WORK TO COMPLETE
1. Quote, word for word, everything in the post about the proto keyword from "In the Perl" down to "us something useful.".
2. Summarize the post on the proto keyword in two sentences.

SOURCE
----

A First Cut On proto

JonathanWorthington on 2008-12-05T00:22:40

Today I spent a bit of time getting some basic support for the proto keyword in place. While there is an awful lot more to do, you can now at least write a proto that we fall back to if the multis couldn't decide amongst themselves. Here are some tests that now pass.

class A { }
class B { }
class C is A is B { }
proto foo() { 1 }
multi foo(A $x) { 2 }
multi foo(B $x) { 3 }
is(foo(A.new), 2, 'dispatch on class worked');
is(foo(B.new), 3, 'dispatch on class worked');
is(foo(C.new), 1, 'ambiguous dispatch fell back to proto');
is(foo(42), 1, 'dispatch with no possible candidates fell back to proto');

In the Perl 6 prelude, we will use proto variants of builtins to map named parameters to positional parameters, since we don't do multiple dispatch on named parameters (at least, we don't in Perl 6.0.0 - we may add that in the future). So even this initial bit of support should get us something useful.

----

ENTRIES
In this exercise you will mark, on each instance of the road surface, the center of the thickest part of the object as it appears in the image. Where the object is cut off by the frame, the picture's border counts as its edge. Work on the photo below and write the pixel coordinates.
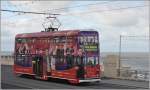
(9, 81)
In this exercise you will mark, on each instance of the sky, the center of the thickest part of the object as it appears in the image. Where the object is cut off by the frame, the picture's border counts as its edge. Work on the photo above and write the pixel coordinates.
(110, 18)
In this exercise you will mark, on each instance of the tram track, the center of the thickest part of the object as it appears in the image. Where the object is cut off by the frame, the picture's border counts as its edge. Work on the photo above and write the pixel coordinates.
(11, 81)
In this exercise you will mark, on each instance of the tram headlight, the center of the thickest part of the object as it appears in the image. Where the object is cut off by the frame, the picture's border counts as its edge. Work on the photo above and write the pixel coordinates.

----

ANSWERS TO THE EXERCISES
1.
In the Perl 6 prelude, we will use proto variants of builtins to map named parameters to positional parameters, since we don't do multiple dispatch on named parameters (at least, we don't in Perl 6.0.0 - we may add that in the future). So even this initial bit of support should get us something useful.

2. Basic support for the proto keyword is now in place, so a proto can be written that serves as a fallback when the multis cannot decide among themselves, though much more remains to be done. In the Perl 6 prelude, proto variants of builtins will map named parameters to positional ones because multiple dispatch is not done on named parameters, so even this initial support should prove useful.